Given request:
Rewrite the listing below as a JSON list of strings, with one string per line and blank lines left out. Leave the pictures out.

Exercise inputs:
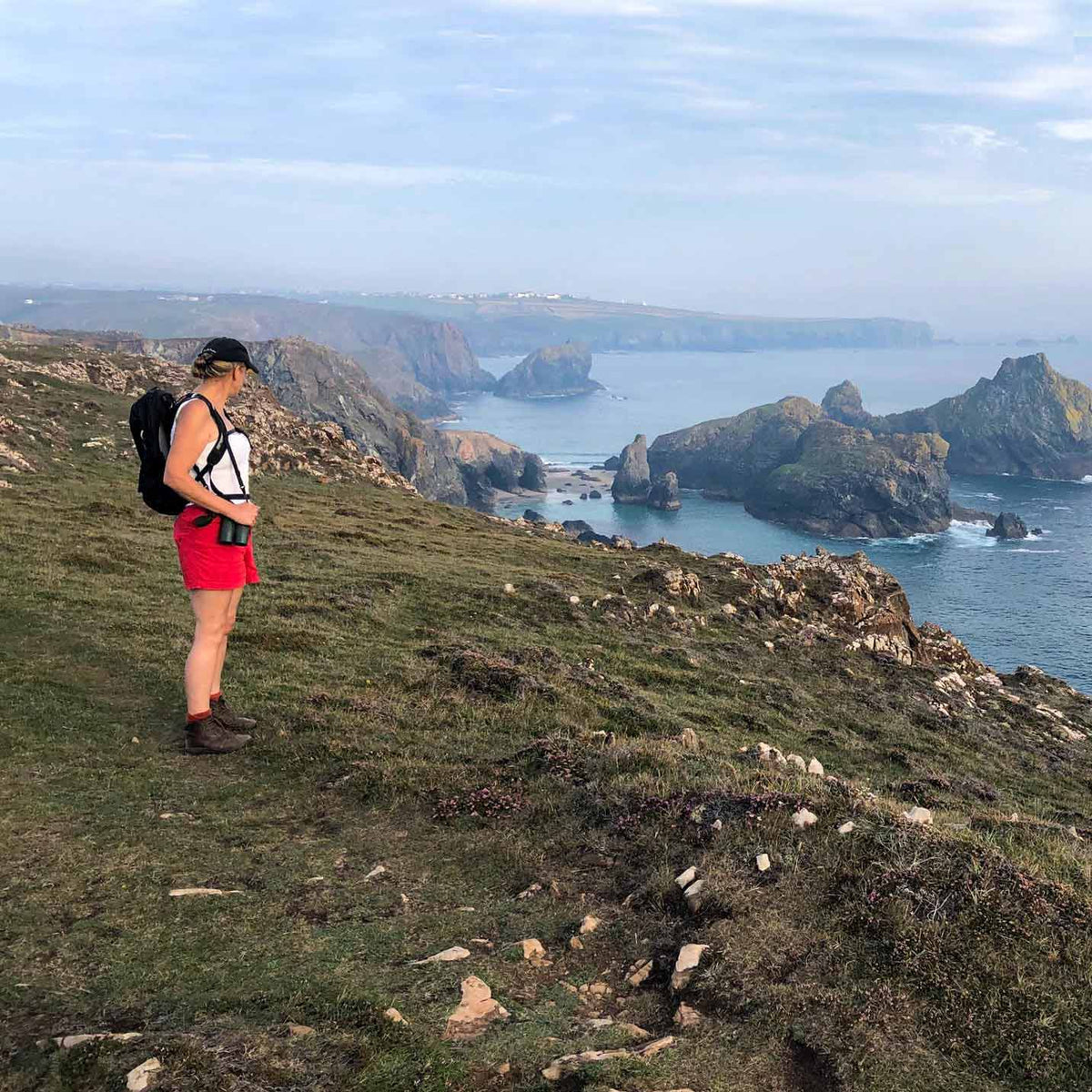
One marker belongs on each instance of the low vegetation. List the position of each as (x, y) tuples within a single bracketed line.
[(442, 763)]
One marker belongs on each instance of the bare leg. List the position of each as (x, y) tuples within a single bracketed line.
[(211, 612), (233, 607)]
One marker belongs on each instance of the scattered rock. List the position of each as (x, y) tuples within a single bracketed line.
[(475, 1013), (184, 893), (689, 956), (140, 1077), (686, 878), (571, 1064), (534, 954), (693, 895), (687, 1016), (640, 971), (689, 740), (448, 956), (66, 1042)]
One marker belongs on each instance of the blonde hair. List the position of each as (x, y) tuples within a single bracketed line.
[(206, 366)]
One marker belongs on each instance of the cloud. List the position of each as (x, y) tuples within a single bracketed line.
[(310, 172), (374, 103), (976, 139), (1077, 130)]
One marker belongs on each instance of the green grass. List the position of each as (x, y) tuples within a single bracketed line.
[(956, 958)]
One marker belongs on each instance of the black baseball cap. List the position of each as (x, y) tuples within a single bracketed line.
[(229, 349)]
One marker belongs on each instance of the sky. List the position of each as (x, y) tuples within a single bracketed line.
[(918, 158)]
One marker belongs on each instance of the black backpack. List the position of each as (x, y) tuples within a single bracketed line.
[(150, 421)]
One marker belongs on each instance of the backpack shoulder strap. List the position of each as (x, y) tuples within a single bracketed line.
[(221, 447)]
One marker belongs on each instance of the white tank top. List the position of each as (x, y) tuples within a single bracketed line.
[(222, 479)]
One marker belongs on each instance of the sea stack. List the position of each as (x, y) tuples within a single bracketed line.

Solution:
[
  "One marker belongs on each instance of the low vegetation. List the position of each as (x, y) tuples within a single bracketed line.",
  "[(442, 763)]",
  "One marker belongs on each instance of the bare leg. List the position of each as (x, y) tuples within a single bracketed line.",
  "[(211, 612), (233, 607)]",
  "One marker belongs on each instance of the scattered rock. List the position of each as (x, y) tuples within a single bracketed line.",
  "[(475, 1013), (184, 893), (689, 956), (140, 1077), (686, 878), (571, 1064), (534, 954), (693, 895), (687, 1016), (640, 971), (689, 740), (448, 956), (66, 1042)]",
  "One marker belongs on each instance of the blonde hair. List the position of each as (x, y) tuples within a single bracketed line.",
  "[(206, 366)]",
  "One marker belongs on each instance of the cloud. List the position of each as (x, y) tuples within a single bracketed line.",
  "[(310, 172), (374, 103), (976, 139), (1077, 130)]",
  "One marker belongs on each instance of the green grass. List the position of each as (x, y) tuples within a single bracketed line.",
  "[(956, 958)]",
  "One marker belongs on each instance of the black baseball cap. List the position of each as (x, y) tuples within a single bracketed line.",
  "[(229, 349)]",
  "One marker belongs on each instance of the sky. List the position of each as (x, y) tuples within a single bracketed line.",
  "[(918, 158)]",
  "One marker belongs on each instance of the black backpack. List the position of each as (x, y) tuples within a single bracketed line.",
  "[(150, 421)]",
  "One marker belongs on each instance of the backpack shoulder strap. List the position of each as (x, y) tuples within a single bracketed line.",
  "[(221, 447)]",
  "One marker belongs on each instance of the white tank top. List the position of each as (x, y) tuples within a single bracketed line.",
  "[(222, 479)]",
  "One marker belongs on each instance of the sea stack. List the position of each as (x, y) tuples within a single bracketed line."
]